[Part of a data file]
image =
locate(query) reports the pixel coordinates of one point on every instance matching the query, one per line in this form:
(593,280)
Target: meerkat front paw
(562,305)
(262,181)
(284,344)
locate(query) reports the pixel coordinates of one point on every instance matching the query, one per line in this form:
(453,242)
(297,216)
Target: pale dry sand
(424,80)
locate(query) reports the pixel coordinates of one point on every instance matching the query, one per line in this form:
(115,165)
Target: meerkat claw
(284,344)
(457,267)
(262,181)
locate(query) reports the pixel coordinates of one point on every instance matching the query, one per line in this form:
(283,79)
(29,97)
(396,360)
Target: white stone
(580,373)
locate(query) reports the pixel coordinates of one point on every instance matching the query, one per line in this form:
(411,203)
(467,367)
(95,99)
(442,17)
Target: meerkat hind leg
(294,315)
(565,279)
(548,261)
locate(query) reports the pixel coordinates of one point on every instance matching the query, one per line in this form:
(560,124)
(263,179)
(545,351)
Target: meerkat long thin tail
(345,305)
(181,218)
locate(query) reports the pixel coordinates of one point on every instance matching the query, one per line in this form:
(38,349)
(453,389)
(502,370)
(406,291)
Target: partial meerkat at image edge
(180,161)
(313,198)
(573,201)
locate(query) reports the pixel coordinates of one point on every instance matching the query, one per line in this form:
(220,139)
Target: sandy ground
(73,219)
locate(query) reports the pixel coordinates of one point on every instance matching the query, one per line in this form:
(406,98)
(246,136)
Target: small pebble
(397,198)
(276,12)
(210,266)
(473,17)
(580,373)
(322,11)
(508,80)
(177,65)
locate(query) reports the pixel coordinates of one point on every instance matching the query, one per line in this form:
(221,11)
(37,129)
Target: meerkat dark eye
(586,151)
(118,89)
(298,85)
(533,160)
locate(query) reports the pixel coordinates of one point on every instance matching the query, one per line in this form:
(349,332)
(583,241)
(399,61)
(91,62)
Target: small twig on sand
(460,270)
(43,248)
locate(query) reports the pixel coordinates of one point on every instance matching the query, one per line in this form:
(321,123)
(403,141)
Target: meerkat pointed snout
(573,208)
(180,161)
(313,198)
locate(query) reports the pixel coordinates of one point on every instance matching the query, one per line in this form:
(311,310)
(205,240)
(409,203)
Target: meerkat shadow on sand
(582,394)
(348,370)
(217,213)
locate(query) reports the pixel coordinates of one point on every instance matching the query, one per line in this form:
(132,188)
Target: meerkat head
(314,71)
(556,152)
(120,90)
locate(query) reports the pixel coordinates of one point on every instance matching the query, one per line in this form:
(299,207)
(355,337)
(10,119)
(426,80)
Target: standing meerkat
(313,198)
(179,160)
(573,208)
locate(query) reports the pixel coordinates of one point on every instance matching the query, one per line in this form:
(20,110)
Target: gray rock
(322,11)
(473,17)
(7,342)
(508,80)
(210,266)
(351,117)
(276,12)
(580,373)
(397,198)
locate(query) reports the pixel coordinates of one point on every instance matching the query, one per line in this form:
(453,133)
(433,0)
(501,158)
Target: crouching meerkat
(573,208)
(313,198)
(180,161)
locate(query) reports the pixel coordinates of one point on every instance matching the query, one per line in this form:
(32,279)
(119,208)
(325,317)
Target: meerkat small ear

**Set task:** Write the material out again word for word.

**Complete answer:**
image =
locate(query) reports the pixel coordinates of one point on every instance matching the query, one per line in this form:
(593,280)
Target: meerkat front paw
(562,305)
(262,181)
(284,344)
locate(query) reports the pixel coordinates of one point on every instance matching the query, one per line in this form:
(453,242)
(297,216)
Target: pale dry sand
(424,80)
locate(query) reports the pixel coordinates of one point on every instance matching the query, one per line in this form:
(115,165)
Target: meerkat claw
(284,344)
(457,267)
(262,181)
locate(query) reports the pixel coordinates of one point on every instance matching the query, one per line in this form:
(283,79)
(29,97)
(396,360)
Target: white stone
(580,373)
locate(query) reports the pixel coordinates of one point on every instance matching the query, one per line in this form:
(411,203)
(467,367)
(95,99)
(442,17)
Target: meerkat hind leg
(294,315)
(565,279)
(548,261)
locate(query) reports the pixel coordinates of one point on every instance matching the query, one per line in this form:
(560,124)
(263,179)
(545,351)
Target: meerkat long thin tail
(345,305)
(181,218)
locate(query) reports the pixel coordinates of one point on every instance matching the query, one per line in this form:
(38,349)
(453,389)
(502,370)
(406,291)
Target: partial meerkat at image edge
(180,161)
(313,198)
(573,201)
locate(query) reports the pixel coordinates of one point on every instance matching the query, one per line in this form:
(220,139)
Target: sandy ground
(73,219)
locate(query) reports the pixel coordinates of one point on every instance matching the query, one per line in this form:
(406,98)
(246,136)
Target: small pebble
(397,198)
(276,12)
(210,266)
(473,17)
(580,373)
(322,11)
(508,80)
(177,65)
locate(query) reports the pixel coordinates of one point on every instance matching the query, one per line in this form:
(221,11)
(37,129)
Target: meerkat dark eye
(586,151)
(118,89)
(298,85)
(533,160)
locate(query) reports the pixel coordinates of one point on every instance matching the query, one per line in this form:
(349,332)
(583,241)
(399,61)
(91,62)
Target: small twig on sand
(460,270)
(43,248)
locate(query) reports the pixel coordinates of one point on every instance matching the query, one per line in this form:
(321,123)
(403,141)
Target: meerkat pointed snout
(573,208)
(180,161)
(313,198)
locate(query) reports the pixel coordinates of one point on every instance matching the query, one per line in this form:
(311,310)
(205,240)
(409,203)
Target: meerkat shadow on sand
(582,394)
(348,370)
(217,213)
locate(query) reports the pixel coordinates of one point on every instance matching the query, one per line in this form:
(132,188)
Target: meerkat head
(314,71)
(556,152)
(120,90)
locate(query) reports the pixel coordinates of one point on every instance matching the query, one per line in this form:
(299,207)
(355,337)
(10,119)
(426,80)
Target: standing meerkat
(313,198)
(179,160)
(573,208)
locate(query) reports the pixel coordinates of one point on every instance matching the query, one per line in this form:
(20,110)
Target: gray rock
(322,11)
(473,17)
(7,342)
(508,80)
(210,266)
(351,117)
(276,12)
(580,373)
(397,198)
locate(query) reports the pixel coordinates of one point on every instance matching the query, one per line in this form:
(453,133)
(433,0)
(501,158)
Target: crouching meerkat
(573,208)
(313,198)
(180,161)
locate(query) reports the pixel coordinates of one point on every instance matching the query, one per line in this form:
(32,279)
(119,208)
(325,317)
Target: meerkat small ear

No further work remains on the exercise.